About this exercise.
Copy every line of the following data that includes the string "below".

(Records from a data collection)
+--

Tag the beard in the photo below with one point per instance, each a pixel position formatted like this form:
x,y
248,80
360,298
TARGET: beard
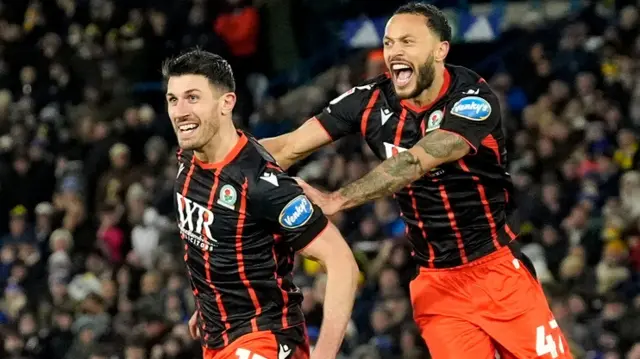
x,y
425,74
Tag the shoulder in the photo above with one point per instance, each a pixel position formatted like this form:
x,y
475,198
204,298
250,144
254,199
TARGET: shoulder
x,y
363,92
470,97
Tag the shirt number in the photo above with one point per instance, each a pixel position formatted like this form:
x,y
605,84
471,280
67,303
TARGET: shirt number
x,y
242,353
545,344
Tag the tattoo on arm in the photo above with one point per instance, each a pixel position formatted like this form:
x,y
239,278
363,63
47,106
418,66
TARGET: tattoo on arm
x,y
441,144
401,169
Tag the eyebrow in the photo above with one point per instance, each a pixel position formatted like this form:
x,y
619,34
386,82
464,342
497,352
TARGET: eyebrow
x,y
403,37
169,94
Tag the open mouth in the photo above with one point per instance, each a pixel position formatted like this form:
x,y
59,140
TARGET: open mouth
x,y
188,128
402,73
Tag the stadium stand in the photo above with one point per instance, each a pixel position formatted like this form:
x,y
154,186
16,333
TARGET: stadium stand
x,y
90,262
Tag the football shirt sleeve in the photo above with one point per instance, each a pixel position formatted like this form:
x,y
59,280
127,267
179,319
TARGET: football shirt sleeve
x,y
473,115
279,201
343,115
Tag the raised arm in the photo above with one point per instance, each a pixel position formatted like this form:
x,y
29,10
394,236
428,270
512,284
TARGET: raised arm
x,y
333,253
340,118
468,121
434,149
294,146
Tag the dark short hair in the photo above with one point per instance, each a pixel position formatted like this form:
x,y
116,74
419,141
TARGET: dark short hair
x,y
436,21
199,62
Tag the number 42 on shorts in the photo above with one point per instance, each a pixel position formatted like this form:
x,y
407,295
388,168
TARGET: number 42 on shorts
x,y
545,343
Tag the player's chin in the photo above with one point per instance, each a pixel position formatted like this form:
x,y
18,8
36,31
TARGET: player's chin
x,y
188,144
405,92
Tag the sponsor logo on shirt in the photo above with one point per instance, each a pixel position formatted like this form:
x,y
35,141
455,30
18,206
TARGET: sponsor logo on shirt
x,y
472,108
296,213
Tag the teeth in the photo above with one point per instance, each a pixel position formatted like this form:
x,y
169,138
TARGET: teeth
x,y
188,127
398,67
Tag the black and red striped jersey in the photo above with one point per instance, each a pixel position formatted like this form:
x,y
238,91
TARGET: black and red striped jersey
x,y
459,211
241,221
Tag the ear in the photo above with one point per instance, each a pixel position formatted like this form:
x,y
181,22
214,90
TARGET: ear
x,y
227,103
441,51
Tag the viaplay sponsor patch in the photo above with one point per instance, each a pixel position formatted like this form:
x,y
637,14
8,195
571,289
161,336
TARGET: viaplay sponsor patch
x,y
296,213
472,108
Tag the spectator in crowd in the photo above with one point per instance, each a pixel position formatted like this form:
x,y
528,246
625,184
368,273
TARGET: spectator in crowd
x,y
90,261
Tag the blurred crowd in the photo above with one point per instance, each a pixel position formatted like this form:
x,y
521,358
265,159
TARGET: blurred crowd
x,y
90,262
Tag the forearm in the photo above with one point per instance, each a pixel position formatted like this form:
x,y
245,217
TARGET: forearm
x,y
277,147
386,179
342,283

+--

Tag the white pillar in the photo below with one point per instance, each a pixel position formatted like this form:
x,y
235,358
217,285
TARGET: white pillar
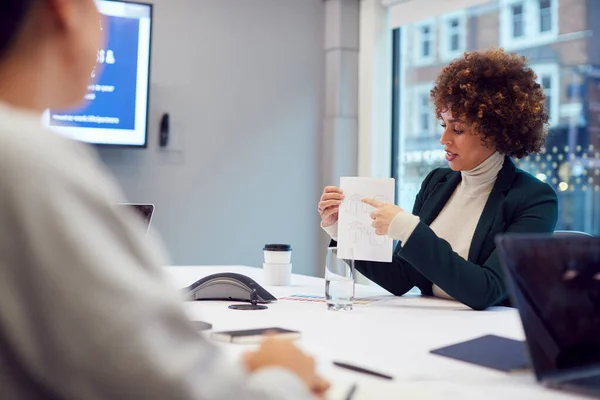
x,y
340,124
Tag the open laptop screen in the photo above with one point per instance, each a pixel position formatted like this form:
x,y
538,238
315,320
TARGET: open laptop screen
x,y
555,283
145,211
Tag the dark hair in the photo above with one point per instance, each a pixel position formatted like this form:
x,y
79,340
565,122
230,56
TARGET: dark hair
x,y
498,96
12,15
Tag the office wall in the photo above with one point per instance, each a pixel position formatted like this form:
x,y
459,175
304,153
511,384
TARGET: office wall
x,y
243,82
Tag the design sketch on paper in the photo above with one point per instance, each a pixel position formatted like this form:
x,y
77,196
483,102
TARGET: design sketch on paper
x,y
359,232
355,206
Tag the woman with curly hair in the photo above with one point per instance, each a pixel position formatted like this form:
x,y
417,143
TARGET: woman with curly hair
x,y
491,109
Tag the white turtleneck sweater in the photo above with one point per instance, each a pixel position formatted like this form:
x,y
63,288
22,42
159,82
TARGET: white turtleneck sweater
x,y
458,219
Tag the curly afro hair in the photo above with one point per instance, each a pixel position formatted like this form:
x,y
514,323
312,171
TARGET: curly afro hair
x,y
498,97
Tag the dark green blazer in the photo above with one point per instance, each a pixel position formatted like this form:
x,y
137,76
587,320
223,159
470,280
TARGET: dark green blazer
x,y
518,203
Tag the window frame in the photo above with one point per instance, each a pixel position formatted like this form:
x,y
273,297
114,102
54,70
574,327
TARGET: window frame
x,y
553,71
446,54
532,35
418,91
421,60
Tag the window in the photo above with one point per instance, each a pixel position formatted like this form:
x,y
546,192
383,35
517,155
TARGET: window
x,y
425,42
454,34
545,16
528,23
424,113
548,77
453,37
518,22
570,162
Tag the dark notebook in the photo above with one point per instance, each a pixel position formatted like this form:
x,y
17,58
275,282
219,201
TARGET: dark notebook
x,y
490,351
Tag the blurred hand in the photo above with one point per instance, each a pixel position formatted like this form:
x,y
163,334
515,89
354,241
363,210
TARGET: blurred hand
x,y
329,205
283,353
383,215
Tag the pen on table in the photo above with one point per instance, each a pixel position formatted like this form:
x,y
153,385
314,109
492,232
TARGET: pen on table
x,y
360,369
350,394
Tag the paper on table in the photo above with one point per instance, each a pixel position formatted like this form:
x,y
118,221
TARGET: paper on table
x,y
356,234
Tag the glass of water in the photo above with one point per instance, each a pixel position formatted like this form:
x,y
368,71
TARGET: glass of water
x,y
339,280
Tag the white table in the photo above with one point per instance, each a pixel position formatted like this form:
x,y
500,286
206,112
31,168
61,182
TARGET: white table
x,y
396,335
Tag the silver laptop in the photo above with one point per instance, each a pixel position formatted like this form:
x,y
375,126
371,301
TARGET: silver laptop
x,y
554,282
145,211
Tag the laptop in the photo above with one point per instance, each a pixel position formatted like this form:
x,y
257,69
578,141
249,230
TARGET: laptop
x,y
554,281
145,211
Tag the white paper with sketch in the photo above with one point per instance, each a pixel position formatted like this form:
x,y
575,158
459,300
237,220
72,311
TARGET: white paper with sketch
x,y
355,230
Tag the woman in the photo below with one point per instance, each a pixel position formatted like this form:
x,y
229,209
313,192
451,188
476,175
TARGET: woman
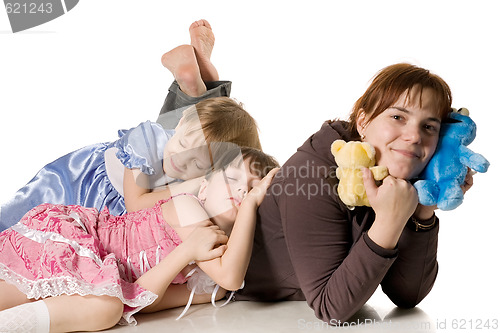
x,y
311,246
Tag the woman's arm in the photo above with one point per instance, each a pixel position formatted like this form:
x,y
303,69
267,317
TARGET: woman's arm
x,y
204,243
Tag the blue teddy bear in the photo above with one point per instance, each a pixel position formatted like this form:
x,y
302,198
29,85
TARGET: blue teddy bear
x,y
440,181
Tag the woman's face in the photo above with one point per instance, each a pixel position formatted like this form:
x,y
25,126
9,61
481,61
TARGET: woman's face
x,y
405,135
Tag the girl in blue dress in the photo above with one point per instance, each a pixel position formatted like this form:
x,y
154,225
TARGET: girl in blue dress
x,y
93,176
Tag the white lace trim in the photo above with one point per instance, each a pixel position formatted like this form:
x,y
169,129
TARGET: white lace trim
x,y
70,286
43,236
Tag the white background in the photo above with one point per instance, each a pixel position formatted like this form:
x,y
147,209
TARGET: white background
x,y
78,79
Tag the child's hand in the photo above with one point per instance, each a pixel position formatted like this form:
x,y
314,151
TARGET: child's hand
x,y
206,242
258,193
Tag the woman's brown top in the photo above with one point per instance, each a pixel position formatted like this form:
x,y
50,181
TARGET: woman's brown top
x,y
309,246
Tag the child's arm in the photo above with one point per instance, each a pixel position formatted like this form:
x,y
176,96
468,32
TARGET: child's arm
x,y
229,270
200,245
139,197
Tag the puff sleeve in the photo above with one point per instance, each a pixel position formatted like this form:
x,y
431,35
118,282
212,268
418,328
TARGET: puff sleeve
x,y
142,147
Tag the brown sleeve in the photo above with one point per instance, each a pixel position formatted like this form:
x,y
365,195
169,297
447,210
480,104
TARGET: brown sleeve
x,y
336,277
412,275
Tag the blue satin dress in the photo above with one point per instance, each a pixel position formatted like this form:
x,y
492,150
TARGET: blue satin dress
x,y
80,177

+--

Output of the task.
Tag the beard in the photo below with one point per instance, each a pixel position formatted like this form:
Tag the white pillar in the photo below with one point per instance, each a pixel position formatted like this form:
Tag the woman in the photo below with one point per instance, each a pixel position formatted like this form:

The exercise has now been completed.